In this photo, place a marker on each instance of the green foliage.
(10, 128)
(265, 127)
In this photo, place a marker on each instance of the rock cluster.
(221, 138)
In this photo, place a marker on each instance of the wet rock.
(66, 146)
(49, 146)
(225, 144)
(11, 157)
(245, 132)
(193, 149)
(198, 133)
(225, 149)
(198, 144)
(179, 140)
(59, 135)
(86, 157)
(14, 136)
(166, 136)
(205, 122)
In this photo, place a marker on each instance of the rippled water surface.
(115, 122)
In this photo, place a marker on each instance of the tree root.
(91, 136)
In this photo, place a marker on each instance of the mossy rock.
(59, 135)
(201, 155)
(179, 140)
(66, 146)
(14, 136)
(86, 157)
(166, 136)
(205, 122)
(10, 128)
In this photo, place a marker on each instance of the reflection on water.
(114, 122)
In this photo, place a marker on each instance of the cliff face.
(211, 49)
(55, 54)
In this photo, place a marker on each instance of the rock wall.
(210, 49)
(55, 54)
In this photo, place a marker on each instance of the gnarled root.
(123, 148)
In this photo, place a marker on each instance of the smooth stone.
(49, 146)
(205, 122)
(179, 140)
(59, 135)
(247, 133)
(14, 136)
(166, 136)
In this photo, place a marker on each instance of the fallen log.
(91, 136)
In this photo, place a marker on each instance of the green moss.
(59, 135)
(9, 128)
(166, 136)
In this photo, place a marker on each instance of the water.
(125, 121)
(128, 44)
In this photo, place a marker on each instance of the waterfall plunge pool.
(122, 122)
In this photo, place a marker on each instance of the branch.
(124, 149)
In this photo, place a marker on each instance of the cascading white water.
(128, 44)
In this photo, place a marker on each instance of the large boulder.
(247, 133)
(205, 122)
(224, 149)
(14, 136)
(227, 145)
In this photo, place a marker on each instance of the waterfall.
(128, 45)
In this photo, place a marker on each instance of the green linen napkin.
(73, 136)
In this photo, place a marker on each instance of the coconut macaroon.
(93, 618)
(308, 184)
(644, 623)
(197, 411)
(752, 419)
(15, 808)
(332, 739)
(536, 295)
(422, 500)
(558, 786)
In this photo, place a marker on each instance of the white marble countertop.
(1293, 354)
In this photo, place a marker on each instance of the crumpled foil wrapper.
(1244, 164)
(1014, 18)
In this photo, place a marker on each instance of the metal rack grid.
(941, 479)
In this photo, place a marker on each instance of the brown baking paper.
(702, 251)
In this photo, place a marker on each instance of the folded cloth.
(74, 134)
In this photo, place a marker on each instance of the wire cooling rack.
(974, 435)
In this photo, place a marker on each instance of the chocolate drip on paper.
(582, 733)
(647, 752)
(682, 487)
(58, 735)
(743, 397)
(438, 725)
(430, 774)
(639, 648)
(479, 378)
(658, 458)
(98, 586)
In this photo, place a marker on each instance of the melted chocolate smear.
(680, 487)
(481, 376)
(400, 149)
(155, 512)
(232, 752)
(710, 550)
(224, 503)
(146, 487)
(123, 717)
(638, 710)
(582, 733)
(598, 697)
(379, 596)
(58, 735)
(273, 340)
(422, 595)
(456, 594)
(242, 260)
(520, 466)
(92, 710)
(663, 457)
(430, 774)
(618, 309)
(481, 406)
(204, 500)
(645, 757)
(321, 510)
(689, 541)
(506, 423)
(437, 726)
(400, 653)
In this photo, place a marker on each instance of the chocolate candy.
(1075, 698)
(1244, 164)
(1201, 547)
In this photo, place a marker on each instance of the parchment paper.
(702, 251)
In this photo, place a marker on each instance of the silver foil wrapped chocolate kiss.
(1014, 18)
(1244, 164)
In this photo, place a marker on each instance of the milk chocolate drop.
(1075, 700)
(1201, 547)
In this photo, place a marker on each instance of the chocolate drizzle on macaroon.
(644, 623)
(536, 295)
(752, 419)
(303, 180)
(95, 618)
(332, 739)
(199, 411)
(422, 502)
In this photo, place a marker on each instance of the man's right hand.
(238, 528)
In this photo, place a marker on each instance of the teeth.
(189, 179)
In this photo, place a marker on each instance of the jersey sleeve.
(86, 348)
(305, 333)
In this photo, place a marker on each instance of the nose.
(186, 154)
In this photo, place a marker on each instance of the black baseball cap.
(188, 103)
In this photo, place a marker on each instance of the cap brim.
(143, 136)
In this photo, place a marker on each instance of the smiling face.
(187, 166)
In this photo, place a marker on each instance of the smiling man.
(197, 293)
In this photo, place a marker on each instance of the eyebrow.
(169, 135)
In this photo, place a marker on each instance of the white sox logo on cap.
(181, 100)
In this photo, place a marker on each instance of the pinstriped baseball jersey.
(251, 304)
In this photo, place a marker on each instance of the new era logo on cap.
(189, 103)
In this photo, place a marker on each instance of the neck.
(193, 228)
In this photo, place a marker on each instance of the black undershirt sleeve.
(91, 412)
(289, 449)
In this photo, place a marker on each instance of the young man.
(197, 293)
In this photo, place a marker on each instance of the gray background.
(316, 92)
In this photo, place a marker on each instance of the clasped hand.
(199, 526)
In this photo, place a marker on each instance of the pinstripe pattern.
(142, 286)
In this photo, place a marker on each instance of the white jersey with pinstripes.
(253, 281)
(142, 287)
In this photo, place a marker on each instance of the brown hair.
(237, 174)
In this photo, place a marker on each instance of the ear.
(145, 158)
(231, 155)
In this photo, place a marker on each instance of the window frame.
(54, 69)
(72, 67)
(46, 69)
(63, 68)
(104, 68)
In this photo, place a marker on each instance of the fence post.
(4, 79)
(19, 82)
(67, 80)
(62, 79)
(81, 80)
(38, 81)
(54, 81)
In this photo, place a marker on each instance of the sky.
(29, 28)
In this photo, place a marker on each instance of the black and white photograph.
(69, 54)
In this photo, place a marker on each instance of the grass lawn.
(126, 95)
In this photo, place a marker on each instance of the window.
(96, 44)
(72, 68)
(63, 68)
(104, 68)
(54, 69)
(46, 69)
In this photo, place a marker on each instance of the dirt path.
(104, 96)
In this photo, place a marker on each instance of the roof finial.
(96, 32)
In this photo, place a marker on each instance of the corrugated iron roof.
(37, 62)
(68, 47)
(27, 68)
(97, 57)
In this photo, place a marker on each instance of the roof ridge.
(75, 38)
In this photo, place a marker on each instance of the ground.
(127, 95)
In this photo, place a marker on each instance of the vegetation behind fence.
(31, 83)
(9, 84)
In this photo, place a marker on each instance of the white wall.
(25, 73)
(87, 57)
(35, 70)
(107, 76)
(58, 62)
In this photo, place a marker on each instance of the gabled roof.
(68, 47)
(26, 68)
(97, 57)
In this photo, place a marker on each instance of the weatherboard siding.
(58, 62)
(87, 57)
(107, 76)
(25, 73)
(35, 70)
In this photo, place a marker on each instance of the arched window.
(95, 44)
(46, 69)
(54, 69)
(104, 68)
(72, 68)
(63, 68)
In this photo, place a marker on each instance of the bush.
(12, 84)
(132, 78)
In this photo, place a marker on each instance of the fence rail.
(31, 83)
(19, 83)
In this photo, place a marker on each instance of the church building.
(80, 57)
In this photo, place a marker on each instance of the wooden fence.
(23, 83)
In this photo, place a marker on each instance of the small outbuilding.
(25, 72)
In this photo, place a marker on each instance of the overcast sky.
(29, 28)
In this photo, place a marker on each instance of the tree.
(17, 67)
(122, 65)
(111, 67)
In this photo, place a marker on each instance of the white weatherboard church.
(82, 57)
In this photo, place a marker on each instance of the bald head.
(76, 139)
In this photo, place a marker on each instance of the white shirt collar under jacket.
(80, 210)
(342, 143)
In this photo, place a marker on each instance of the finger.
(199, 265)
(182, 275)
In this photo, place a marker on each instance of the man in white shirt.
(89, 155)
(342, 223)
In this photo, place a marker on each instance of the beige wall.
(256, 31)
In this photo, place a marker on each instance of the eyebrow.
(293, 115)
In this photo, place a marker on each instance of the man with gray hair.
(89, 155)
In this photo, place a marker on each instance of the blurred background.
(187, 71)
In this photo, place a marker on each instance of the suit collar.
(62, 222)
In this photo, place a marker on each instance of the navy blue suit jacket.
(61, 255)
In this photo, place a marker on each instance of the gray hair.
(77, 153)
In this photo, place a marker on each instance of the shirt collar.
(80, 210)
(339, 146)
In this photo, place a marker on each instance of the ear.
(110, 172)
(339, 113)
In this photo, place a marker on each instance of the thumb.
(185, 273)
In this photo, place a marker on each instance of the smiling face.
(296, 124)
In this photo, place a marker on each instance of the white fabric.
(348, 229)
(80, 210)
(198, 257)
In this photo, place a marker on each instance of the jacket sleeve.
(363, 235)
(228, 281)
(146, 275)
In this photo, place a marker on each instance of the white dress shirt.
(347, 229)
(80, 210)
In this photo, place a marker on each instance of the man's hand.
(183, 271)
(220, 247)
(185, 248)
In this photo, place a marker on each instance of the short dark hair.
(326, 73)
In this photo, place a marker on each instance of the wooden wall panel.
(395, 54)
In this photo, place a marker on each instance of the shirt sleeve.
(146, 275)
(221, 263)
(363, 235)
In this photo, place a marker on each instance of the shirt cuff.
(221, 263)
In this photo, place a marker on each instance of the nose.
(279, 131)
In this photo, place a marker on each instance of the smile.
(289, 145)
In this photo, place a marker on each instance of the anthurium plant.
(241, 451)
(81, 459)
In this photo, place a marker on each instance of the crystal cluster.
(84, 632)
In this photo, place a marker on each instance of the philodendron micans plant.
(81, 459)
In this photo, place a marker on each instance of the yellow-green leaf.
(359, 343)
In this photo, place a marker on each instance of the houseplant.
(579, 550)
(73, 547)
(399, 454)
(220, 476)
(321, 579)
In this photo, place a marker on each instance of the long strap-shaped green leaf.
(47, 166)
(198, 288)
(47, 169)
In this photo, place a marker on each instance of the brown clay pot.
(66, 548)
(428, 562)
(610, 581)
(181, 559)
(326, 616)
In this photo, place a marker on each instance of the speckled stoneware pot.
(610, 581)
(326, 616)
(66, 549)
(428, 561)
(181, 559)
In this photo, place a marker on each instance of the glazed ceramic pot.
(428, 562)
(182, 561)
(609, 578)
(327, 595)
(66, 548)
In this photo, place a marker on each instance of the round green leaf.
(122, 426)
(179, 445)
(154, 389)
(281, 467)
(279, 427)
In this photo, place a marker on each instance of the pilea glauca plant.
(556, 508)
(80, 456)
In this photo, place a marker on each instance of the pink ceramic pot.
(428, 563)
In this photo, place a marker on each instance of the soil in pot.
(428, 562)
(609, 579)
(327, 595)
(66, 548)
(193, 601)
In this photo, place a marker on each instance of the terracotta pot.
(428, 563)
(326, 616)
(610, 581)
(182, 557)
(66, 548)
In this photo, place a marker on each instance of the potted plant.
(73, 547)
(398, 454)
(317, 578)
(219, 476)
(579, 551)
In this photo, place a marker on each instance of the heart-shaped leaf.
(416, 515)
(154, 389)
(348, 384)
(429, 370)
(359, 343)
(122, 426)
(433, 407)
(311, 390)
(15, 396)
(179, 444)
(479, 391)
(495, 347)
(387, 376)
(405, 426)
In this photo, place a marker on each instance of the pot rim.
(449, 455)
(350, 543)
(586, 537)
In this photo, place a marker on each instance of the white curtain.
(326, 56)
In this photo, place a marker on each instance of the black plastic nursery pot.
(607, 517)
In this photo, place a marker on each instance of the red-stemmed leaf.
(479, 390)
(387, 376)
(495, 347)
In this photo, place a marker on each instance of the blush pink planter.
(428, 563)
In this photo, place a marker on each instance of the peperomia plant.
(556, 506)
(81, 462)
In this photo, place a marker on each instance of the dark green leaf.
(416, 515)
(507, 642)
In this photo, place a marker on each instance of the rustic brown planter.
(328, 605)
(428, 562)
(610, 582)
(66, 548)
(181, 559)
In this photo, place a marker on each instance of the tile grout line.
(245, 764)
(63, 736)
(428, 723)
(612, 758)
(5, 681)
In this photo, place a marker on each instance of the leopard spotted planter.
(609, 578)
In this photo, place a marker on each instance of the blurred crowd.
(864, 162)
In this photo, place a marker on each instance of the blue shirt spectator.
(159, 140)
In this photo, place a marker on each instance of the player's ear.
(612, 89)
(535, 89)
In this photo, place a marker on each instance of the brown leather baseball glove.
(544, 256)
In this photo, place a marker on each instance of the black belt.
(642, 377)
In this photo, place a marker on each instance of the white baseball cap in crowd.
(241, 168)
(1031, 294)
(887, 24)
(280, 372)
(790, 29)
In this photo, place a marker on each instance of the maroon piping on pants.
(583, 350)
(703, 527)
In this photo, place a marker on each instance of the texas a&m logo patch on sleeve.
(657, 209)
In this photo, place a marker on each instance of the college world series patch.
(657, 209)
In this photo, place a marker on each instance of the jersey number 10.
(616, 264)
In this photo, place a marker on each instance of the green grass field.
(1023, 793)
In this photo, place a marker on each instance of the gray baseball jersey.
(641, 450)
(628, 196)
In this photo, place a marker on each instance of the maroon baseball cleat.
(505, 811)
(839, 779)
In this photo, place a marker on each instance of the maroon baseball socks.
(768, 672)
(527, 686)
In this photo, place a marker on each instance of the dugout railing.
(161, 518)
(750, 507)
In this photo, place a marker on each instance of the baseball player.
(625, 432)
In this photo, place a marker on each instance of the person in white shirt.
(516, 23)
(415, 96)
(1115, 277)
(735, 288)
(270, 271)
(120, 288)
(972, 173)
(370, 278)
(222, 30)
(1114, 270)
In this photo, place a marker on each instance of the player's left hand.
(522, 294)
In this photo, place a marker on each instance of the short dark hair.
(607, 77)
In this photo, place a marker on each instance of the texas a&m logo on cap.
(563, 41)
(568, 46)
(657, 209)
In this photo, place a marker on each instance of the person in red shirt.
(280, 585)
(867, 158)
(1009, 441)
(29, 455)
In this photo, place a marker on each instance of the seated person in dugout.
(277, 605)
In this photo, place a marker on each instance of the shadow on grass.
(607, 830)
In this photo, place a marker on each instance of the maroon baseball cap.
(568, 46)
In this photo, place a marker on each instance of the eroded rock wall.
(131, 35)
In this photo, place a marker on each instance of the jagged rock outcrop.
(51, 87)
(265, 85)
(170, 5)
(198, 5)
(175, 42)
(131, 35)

※ ※ ※

* _Work instruction_: Retype exactly. Start at the line with "maroon baseball cap." and stop at the last line of the data.

* _Output for this task_:
In this photo, place a marker on each instance of the maroon baseball cap.
(568, 46)
In this photo, place a marker on each instance of the eroded rock wall.
(131, 35)
In this photo, place a marker on each instance of the jagged rock outcrop.
(51, 87)
(265, 85)
(170, 5)
(198, 5)
(175, 42)
(131, 35)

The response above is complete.